Stored data
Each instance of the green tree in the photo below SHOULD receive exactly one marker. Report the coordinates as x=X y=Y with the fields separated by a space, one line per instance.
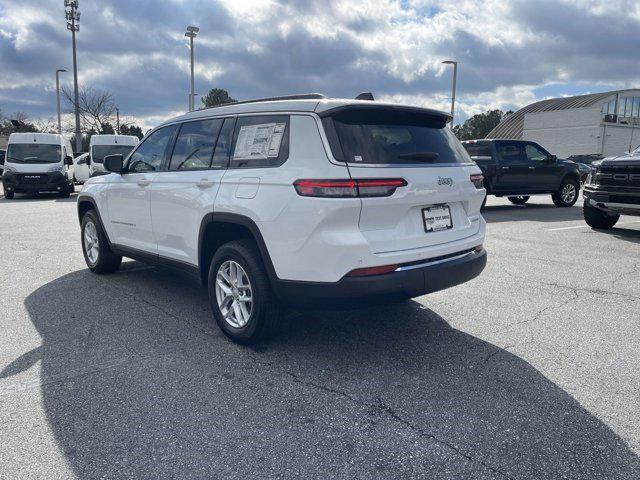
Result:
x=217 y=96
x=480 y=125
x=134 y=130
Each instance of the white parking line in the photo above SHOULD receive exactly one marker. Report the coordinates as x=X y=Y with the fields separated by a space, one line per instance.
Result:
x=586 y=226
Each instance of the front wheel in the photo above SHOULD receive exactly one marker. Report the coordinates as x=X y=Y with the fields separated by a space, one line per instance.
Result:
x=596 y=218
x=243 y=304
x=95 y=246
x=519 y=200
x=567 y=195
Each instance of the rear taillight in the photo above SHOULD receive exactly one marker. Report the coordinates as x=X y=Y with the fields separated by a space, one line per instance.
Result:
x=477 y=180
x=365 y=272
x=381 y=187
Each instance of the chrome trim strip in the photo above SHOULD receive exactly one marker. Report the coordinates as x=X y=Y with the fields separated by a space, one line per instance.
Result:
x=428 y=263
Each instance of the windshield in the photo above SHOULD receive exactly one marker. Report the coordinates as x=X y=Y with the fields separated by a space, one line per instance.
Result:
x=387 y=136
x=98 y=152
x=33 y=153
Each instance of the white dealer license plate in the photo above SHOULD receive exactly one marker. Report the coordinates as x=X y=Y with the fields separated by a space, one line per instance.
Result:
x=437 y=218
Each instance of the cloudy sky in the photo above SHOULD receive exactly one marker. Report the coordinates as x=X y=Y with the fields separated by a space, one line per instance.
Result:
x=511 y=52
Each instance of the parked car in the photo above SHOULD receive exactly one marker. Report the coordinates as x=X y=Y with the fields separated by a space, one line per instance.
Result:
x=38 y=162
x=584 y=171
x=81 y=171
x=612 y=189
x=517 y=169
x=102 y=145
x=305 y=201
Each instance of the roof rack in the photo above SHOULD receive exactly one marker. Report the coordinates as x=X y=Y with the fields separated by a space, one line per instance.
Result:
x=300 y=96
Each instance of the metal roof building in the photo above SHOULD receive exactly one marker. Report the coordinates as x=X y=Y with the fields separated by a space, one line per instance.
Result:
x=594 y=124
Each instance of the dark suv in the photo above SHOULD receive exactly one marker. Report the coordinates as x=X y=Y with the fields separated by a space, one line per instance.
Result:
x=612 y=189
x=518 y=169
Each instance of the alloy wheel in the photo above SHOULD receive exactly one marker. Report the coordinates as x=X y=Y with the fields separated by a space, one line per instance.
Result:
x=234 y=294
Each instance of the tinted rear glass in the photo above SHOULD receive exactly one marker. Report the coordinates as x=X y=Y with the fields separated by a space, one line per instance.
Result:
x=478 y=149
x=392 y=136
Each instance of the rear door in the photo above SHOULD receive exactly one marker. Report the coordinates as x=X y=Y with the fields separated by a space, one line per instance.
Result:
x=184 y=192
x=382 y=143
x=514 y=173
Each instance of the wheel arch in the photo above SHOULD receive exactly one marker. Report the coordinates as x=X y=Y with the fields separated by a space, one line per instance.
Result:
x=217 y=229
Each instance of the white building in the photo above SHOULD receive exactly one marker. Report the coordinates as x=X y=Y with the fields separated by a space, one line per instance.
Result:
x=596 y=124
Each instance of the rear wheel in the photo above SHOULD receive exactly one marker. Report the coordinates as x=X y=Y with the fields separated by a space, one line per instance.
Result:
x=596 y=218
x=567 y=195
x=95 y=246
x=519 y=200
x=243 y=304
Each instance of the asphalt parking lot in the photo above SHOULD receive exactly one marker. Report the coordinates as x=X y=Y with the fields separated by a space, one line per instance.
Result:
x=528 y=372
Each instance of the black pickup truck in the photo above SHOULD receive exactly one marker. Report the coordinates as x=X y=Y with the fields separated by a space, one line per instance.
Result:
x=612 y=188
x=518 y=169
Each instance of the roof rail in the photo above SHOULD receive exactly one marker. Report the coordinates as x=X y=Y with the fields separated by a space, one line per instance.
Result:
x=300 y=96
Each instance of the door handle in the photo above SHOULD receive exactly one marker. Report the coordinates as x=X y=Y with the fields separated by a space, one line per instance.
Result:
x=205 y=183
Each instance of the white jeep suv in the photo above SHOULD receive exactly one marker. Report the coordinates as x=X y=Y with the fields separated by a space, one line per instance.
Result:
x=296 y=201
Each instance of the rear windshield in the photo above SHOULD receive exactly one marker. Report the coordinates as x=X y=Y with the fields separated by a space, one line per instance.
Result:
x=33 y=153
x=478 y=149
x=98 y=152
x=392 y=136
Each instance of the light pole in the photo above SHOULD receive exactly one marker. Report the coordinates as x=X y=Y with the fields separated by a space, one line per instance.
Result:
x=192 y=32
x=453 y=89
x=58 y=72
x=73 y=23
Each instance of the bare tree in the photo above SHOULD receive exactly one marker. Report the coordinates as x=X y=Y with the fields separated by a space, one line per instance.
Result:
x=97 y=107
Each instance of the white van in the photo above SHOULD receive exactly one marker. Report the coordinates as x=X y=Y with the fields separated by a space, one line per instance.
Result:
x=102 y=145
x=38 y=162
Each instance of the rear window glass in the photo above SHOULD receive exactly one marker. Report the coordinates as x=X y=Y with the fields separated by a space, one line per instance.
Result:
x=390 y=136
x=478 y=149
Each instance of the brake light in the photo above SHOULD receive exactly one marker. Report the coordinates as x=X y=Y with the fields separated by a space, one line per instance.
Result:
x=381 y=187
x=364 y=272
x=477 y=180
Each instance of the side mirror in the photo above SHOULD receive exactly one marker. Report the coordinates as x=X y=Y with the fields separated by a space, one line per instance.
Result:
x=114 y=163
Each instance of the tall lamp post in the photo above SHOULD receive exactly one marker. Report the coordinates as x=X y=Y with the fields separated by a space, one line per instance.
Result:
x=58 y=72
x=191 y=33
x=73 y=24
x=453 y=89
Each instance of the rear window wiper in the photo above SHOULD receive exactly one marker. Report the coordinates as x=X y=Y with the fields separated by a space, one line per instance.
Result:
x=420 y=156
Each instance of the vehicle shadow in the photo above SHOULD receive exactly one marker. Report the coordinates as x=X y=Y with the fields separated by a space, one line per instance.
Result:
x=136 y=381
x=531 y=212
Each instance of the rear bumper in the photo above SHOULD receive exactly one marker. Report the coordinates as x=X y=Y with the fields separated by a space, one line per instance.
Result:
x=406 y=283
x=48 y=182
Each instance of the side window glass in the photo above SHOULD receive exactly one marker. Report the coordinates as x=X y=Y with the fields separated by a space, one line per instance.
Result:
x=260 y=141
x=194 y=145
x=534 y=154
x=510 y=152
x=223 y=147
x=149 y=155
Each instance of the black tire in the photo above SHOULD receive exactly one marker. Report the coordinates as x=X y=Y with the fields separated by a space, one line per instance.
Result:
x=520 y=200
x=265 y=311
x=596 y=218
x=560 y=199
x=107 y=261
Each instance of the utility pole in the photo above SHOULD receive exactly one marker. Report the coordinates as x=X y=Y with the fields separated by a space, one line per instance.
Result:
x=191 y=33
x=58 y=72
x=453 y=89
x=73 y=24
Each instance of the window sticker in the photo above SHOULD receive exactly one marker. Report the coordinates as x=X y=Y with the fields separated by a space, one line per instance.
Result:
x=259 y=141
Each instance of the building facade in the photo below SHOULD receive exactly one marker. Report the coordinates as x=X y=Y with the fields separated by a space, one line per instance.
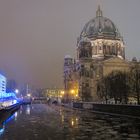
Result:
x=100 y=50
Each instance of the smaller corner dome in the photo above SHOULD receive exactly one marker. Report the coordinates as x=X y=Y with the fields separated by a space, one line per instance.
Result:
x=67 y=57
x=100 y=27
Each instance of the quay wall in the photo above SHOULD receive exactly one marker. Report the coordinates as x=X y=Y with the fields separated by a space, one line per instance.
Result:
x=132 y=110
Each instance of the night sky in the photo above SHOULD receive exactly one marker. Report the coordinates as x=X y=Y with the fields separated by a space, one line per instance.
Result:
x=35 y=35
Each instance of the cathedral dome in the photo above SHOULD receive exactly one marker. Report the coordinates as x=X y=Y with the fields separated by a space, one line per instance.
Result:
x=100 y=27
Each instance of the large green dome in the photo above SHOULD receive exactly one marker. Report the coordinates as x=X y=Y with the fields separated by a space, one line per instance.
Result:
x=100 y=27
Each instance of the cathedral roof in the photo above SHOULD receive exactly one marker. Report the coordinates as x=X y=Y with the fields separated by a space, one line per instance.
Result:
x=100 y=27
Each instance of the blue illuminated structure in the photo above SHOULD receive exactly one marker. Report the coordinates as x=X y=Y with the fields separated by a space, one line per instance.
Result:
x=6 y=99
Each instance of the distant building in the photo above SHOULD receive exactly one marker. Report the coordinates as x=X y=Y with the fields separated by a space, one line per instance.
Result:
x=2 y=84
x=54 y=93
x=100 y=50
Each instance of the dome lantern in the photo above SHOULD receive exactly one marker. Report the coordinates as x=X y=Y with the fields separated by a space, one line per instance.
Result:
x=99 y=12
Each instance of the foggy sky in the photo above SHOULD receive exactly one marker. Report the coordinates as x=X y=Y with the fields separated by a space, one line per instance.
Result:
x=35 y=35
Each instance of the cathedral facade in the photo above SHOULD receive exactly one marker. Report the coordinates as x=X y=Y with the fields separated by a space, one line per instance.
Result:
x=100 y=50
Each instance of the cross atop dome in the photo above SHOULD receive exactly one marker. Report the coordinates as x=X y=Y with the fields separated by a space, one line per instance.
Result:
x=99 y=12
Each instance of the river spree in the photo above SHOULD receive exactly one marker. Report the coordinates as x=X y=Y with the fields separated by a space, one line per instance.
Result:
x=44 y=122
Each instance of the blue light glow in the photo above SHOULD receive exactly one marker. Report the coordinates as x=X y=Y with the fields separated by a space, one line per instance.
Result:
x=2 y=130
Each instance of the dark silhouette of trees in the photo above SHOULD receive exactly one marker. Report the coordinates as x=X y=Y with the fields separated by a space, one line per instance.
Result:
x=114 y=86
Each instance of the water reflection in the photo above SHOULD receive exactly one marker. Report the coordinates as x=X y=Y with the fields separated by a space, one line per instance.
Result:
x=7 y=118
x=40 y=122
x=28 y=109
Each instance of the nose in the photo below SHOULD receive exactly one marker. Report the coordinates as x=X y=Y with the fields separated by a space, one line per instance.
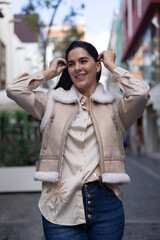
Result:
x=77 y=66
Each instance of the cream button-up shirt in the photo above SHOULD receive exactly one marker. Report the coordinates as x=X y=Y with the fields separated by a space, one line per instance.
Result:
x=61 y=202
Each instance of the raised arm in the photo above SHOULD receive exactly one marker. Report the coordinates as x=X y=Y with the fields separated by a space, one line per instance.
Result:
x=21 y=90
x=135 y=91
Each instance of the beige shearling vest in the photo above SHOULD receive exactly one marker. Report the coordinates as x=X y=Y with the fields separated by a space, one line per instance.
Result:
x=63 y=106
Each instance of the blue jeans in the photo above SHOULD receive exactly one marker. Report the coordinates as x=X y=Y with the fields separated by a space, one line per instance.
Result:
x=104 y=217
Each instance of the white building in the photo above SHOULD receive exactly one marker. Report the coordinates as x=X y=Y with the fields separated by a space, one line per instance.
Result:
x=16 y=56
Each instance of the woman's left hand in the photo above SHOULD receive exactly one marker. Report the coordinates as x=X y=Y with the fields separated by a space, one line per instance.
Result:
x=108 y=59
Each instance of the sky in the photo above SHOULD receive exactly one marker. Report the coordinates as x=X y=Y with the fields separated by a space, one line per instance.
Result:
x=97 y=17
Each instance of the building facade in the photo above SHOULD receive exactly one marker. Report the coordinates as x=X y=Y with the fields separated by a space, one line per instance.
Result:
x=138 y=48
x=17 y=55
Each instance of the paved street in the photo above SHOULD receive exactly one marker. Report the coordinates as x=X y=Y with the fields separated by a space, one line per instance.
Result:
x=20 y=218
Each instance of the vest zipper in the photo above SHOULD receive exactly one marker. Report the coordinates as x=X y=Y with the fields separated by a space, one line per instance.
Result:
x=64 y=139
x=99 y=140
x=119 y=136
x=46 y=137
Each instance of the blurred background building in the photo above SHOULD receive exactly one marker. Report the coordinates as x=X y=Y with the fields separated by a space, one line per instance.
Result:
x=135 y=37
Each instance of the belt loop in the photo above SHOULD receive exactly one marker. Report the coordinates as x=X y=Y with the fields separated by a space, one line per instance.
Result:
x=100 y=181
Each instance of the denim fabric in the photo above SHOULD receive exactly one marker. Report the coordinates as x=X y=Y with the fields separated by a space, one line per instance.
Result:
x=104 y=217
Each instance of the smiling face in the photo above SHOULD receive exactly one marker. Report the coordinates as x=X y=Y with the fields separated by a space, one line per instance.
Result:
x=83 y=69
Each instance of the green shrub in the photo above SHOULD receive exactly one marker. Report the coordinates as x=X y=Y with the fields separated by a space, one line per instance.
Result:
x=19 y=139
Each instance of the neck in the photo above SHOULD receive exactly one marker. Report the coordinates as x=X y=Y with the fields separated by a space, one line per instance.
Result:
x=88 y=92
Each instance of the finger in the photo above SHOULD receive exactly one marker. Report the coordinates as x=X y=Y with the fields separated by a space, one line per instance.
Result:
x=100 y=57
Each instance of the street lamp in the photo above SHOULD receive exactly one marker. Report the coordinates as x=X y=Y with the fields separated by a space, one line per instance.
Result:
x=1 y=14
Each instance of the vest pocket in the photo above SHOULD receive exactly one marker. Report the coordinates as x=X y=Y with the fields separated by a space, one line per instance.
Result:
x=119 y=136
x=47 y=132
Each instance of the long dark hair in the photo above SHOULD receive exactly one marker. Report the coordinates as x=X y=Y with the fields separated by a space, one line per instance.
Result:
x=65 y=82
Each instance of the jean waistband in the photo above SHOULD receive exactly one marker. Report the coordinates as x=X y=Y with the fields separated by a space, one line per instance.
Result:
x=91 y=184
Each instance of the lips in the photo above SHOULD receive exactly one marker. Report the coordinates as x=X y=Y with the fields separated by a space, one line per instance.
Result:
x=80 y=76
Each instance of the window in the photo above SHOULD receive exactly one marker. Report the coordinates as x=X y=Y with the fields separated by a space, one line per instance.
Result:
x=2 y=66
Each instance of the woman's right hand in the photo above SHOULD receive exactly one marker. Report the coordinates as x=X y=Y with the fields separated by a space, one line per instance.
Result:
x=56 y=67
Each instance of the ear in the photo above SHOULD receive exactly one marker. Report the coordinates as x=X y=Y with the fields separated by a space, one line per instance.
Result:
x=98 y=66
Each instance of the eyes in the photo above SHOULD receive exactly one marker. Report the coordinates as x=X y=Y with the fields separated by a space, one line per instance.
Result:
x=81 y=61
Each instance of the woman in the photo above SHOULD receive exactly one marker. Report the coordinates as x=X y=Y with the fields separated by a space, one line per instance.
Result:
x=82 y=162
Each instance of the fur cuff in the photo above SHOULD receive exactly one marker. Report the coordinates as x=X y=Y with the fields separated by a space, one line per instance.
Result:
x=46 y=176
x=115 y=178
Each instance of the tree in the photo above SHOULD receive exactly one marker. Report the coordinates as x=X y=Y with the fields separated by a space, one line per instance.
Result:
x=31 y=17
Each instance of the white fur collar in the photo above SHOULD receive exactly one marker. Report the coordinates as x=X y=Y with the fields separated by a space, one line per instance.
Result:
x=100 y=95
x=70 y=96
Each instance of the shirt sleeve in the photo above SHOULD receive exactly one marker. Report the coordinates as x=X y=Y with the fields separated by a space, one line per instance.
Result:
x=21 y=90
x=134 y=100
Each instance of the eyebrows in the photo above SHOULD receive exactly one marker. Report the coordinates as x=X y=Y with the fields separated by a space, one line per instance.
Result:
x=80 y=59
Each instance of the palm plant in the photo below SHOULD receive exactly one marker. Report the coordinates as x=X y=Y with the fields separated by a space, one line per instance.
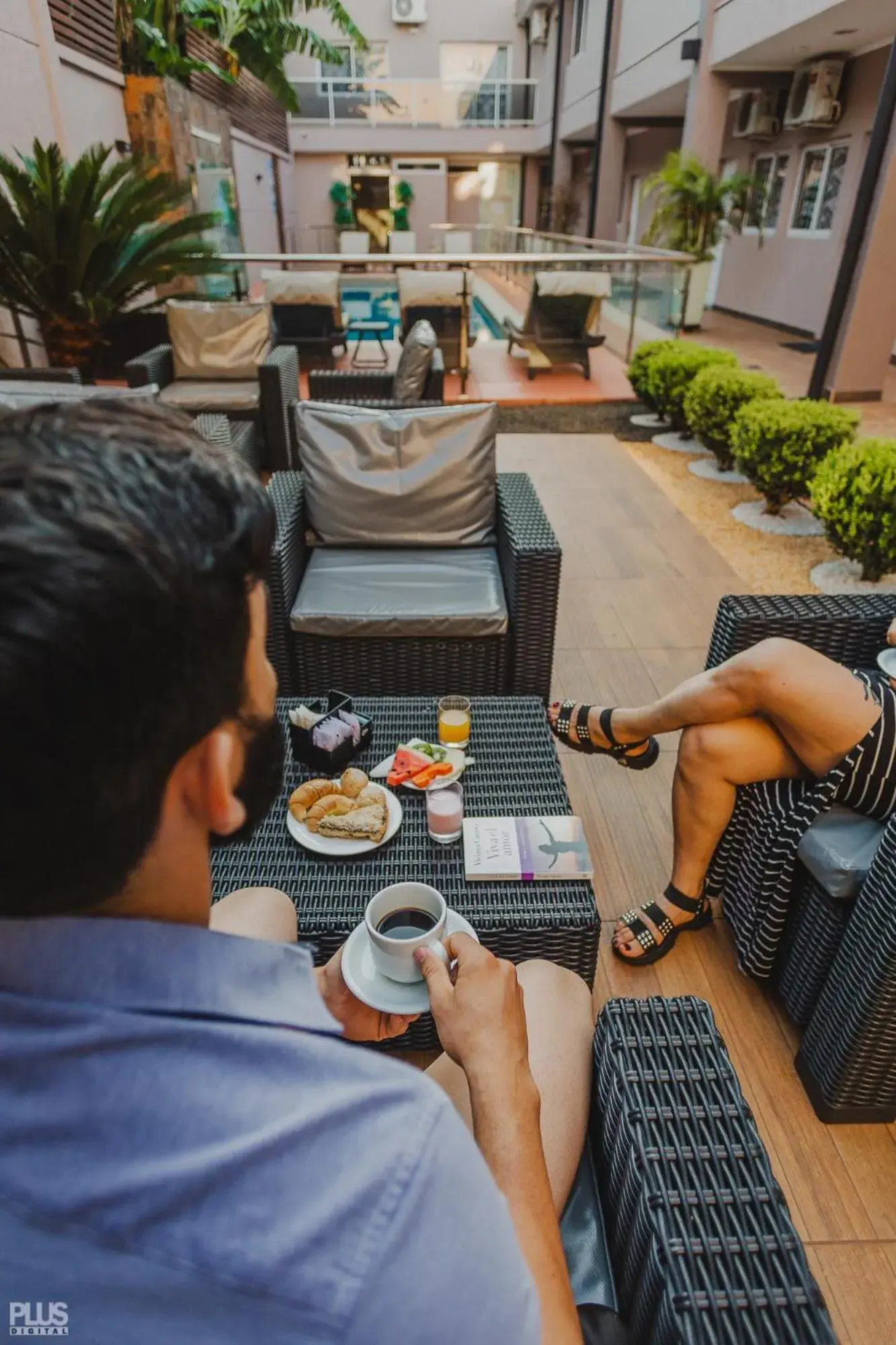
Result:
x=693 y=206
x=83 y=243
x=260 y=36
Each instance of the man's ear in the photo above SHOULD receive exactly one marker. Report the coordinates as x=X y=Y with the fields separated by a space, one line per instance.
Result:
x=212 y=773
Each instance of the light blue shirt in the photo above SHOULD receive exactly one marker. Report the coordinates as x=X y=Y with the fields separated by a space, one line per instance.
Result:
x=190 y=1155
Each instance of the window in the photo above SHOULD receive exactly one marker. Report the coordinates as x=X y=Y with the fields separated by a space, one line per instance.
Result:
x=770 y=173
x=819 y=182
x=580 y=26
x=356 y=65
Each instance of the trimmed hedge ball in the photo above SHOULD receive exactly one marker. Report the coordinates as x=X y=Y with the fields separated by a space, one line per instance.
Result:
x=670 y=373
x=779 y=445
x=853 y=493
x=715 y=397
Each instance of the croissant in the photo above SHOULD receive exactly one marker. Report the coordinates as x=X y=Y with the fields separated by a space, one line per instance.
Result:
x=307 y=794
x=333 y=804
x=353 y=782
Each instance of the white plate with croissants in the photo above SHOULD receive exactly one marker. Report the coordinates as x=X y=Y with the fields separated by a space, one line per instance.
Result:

**Prompt**
Write out the stretch of entries from the beginning through the line containing "x=586 y=226", keeping every request, and multiply each coordinate in the answers by 2.15, rounding to the nearest whole number with halves going up. Leave the picture out.

**Correct response**
Each instance of the green tree in the photo below SHOULD receive exactly one marker. Report the coordinates as x=X y=Y with the fields separated by a space, one line per instance.
Result:
x=467 y=206
x=1032 y=269
x=288 y=280
Each instance of the white parking line in the photo above SHOULD receive exactly one marker. Report the coordinates as x=X y=Y with the fields separated by a space, one line per instance.
Result:
x=1260 y=486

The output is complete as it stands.